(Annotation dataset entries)
====================
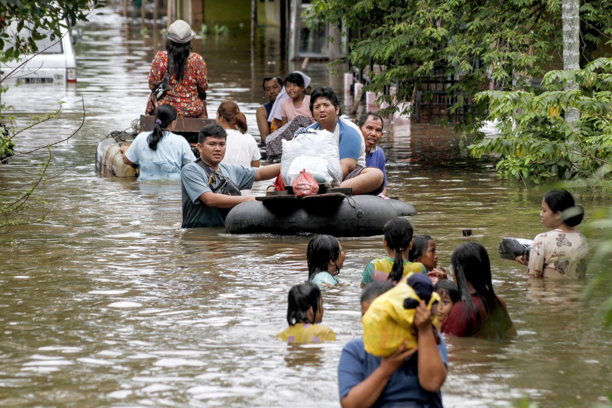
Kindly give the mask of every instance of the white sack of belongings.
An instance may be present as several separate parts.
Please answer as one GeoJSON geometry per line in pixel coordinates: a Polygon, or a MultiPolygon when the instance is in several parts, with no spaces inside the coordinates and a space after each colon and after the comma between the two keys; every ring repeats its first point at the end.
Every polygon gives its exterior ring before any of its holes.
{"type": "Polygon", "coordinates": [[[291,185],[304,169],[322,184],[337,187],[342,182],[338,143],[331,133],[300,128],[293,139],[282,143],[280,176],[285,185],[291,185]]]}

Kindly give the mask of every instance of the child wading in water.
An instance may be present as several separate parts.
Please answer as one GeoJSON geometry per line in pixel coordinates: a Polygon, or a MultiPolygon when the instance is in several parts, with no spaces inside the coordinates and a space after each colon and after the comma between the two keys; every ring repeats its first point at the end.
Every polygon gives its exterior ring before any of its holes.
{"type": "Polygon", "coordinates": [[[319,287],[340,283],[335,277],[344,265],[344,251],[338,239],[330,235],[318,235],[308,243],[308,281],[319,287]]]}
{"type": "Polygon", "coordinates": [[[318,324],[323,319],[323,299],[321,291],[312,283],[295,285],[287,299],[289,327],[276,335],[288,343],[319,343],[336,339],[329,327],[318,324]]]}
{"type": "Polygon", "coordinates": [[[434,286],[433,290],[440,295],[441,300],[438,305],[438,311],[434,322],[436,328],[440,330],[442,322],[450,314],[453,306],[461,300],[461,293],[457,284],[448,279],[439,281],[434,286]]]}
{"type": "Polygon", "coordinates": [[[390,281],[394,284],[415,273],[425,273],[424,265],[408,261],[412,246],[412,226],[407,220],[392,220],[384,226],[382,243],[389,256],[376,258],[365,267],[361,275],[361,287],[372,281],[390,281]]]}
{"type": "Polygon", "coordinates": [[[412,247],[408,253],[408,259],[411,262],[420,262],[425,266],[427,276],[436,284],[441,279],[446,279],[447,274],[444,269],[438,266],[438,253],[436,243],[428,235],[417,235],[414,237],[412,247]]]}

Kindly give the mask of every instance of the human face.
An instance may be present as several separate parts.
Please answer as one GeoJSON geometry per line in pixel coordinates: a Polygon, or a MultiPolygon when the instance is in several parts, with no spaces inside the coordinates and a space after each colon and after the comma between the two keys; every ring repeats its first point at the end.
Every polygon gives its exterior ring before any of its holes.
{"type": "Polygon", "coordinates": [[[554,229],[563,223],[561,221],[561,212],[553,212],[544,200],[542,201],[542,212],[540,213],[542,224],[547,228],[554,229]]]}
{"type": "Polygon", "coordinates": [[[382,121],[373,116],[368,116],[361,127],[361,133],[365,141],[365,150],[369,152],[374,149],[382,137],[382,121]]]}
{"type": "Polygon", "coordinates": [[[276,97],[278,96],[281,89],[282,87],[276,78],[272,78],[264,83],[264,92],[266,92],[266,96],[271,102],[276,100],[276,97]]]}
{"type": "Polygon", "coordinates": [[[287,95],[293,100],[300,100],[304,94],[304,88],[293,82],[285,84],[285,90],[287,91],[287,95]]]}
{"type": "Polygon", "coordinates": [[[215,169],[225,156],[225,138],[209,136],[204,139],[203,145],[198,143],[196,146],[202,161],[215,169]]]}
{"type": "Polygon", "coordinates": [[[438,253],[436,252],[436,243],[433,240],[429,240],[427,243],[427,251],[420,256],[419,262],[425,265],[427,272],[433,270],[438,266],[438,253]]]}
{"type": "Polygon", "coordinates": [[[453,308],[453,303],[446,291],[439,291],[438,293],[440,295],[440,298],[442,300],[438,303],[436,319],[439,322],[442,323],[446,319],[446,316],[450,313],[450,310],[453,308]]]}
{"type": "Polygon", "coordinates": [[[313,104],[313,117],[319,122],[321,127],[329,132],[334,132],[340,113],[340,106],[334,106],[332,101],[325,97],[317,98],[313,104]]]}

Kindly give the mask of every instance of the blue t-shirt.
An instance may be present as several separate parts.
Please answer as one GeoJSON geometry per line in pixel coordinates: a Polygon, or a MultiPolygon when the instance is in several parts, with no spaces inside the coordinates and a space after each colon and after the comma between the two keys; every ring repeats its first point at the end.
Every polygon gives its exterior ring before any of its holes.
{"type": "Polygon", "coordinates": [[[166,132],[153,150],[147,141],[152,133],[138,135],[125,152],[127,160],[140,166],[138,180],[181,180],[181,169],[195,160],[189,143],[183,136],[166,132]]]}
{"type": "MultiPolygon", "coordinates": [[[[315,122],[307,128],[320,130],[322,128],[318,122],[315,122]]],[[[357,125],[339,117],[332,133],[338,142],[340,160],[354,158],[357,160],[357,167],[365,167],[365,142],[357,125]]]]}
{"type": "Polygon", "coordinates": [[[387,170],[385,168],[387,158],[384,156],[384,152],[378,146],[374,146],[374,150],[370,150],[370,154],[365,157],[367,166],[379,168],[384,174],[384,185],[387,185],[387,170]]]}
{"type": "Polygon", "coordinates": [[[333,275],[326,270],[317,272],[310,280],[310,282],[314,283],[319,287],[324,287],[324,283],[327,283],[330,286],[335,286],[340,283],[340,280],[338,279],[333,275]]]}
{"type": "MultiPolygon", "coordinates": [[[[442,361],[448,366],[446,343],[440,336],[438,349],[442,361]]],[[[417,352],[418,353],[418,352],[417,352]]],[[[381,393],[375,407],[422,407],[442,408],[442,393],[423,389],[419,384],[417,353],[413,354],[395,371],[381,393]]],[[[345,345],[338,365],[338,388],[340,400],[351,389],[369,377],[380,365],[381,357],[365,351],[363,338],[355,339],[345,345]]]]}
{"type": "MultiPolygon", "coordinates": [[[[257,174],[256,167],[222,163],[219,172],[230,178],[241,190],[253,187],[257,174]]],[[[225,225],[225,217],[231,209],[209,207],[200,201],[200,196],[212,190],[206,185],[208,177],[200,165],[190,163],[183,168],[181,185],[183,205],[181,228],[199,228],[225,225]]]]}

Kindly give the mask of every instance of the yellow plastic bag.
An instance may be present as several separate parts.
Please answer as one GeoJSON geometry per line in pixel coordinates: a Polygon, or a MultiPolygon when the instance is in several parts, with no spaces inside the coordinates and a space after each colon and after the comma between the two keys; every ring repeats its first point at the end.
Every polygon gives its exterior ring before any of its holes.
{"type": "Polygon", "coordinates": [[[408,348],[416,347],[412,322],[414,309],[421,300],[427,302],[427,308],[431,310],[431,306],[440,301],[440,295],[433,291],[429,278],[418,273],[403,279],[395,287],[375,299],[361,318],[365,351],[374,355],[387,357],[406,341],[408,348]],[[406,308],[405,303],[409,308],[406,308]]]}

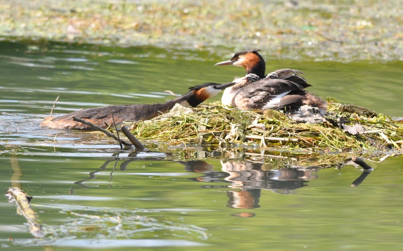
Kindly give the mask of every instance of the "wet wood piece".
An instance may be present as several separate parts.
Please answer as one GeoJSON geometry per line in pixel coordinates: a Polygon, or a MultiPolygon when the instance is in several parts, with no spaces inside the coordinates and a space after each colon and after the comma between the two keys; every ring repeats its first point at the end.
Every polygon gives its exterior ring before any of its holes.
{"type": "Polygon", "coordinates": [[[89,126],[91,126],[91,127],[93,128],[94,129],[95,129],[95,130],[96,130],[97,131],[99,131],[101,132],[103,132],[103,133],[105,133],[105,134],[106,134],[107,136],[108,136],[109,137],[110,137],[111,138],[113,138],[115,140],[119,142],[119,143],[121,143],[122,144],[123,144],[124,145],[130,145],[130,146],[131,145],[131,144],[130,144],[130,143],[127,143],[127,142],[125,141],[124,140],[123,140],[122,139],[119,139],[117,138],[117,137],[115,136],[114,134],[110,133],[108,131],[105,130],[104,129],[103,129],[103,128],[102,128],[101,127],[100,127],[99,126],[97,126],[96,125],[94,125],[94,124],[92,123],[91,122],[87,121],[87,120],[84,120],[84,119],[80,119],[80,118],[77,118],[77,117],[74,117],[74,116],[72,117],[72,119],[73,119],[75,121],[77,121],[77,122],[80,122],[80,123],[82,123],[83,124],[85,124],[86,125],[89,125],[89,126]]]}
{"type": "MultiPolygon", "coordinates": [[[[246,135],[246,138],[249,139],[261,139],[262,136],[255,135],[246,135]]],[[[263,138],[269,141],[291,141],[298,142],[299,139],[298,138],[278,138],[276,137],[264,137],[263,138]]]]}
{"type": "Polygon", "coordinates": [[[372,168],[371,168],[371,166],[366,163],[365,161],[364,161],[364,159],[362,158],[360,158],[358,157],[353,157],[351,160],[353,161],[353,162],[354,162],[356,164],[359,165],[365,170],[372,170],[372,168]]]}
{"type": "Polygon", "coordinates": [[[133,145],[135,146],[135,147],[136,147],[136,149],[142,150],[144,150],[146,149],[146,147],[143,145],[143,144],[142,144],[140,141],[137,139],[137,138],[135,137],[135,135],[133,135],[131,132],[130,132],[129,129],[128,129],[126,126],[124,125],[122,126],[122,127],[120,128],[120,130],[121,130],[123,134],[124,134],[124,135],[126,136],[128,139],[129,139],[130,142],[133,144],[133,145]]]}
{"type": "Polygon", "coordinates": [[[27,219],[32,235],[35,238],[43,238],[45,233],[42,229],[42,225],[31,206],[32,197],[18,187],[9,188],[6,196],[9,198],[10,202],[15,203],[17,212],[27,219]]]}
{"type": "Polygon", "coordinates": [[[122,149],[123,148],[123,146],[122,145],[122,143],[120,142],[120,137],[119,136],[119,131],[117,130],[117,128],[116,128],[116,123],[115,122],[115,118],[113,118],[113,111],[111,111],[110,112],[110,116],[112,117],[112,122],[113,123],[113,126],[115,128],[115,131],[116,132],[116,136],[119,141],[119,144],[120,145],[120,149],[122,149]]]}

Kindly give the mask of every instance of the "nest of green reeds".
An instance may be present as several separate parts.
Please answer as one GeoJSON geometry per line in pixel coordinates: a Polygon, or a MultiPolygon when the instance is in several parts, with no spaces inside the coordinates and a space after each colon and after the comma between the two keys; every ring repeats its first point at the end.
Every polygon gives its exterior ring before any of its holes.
====================
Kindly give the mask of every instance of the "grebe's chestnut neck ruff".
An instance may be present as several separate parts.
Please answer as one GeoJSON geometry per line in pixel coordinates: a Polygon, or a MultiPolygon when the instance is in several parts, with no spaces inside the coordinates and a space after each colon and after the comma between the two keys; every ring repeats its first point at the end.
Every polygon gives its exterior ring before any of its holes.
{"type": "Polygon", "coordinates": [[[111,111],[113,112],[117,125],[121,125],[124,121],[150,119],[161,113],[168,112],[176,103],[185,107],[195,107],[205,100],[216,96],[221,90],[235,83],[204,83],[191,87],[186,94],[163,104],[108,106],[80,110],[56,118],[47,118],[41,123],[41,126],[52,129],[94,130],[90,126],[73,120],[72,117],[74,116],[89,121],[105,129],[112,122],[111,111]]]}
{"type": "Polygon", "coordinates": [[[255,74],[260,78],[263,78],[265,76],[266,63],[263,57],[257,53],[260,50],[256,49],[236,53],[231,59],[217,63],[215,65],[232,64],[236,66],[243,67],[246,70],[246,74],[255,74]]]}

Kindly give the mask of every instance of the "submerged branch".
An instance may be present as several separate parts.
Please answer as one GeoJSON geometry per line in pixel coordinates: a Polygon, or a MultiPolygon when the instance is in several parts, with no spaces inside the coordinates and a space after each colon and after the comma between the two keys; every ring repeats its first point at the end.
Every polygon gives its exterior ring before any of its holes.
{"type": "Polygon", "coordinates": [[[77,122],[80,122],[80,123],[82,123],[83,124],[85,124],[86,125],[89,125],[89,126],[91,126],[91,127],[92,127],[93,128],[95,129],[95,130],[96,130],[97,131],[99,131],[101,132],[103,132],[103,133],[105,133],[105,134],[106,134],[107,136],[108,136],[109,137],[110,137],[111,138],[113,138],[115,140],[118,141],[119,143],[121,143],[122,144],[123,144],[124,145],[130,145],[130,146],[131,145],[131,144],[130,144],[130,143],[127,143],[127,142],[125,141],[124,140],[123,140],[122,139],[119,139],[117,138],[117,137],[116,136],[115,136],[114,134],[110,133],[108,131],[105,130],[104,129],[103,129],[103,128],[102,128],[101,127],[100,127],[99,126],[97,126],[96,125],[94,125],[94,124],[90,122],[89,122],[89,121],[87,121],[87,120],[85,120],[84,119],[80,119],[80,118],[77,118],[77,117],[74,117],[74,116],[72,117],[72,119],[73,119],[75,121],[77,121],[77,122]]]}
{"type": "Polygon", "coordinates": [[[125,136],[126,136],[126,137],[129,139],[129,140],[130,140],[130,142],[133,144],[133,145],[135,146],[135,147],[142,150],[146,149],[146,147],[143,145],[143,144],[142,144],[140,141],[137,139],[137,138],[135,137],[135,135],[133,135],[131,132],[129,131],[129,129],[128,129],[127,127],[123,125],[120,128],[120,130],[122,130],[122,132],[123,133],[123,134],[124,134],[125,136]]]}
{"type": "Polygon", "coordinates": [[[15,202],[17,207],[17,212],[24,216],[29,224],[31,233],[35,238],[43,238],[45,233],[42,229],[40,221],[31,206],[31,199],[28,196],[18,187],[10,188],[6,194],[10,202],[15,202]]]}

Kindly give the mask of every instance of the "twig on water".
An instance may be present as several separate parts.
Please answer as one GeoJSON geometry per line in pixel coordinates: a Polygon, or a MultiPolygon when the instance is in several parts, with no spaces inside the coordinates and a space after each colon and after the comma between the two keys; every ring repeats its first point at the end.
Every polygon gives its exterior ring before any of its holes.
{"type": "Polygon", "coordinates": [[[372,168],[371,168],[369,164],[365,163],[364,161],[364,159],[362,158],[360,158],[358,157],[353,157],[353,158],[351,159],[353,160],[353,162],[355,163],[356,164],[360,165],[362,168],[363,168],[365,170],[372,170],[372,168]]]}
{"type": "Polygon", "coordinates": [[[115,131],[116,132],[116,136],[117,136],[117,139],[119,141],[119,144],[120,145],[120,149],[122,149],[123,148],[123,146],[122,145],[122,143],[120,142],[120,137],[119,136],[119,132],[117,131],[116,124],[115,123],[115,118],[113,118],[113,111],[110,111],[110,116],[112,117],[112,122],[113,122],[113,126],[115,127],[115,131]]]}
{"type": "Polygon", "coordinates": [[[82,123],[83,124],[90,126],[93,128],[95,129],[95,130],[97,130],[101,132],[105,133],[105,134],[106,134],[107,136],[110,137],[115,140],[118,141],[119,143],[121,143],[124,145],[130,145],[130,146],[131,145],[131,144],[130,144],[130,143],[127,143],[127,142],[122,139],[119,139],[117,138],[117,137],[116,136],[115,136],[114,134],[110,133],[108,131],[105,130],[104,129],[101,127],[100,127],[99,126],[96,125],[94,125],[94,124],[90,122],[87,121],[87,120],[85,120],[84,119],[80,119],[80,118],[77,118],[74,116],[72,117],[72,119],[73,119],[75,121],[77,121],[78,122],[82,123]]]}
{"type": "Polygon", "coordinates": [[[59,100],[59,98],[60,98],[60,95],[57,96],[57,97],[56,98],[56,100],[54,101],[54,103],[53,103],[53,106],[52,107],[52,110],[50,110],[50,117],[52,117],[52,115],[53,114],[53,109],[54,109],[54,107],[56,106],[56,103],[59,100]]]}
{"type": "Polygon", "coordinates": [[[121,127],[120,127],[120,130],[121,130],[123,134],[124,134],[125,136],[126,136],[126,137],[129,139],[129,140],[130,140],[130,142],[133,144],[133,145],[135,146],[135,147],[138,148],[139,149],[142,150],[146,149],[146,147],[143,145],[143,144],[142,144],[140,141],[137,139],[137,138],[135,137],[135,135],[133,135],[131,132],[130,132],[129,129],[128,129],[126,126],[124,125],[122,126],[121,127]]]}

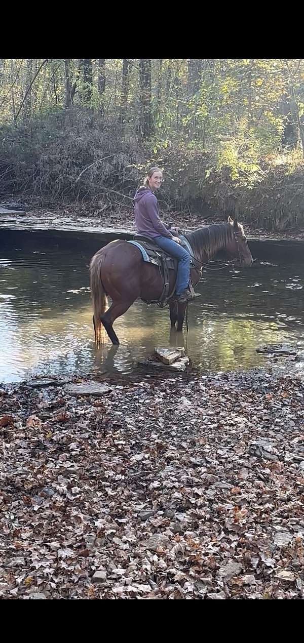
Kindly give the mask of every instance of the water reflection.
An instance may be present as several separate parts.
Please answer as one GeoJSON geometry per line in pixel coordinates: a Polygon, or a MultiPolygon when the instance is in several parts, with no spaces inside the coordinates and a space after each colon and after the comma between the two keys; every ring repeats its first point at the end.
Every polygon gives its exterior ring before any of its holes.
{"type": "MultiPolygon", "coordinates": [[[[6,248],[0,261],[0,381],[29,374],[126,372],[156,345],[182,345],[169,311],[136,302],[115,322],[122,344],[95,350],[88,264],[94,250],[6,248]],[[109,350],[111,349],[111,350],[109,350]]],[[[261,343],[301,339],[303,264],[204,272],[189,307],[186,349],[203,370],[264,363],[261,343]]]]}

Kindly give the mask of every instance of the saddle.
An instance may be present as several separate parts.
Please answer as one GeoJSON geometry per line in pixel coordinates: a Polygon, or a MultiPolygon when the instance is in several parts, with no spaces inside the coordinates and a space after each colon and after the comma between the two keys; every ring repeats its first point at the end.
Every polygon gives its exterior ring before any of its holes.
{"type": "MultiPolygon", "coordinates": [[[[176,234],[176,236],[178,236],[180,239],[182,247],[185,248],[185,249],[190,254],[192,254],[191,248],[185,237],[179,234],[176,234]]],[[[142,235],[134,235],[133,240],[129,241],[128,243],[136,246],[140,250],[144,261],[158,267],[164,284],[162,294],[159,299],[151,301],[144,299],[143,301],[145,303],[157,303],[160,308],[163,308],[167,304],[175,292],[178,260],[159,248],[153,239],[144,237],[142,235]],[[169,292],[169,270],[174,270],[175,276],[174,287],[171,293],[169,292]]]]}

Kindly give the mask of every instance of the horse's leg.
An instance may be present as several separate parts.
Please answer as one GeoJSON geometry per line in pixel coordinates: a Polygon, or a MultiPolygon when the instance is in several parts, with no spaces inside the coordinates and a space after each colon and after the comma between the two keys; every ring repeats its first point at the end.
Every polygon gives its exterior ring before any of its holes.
====================
Given exercise: Collect every line above that contains the word "water", treating uppercase and lowercase as different. Copy each of those lines in full.

Finished exercise:
Kindly give the mask of every instance of the child wading in water.
Kindly give the mask of every instance of the "twig on water".
Kindly give the mask of every instance of the water reflection.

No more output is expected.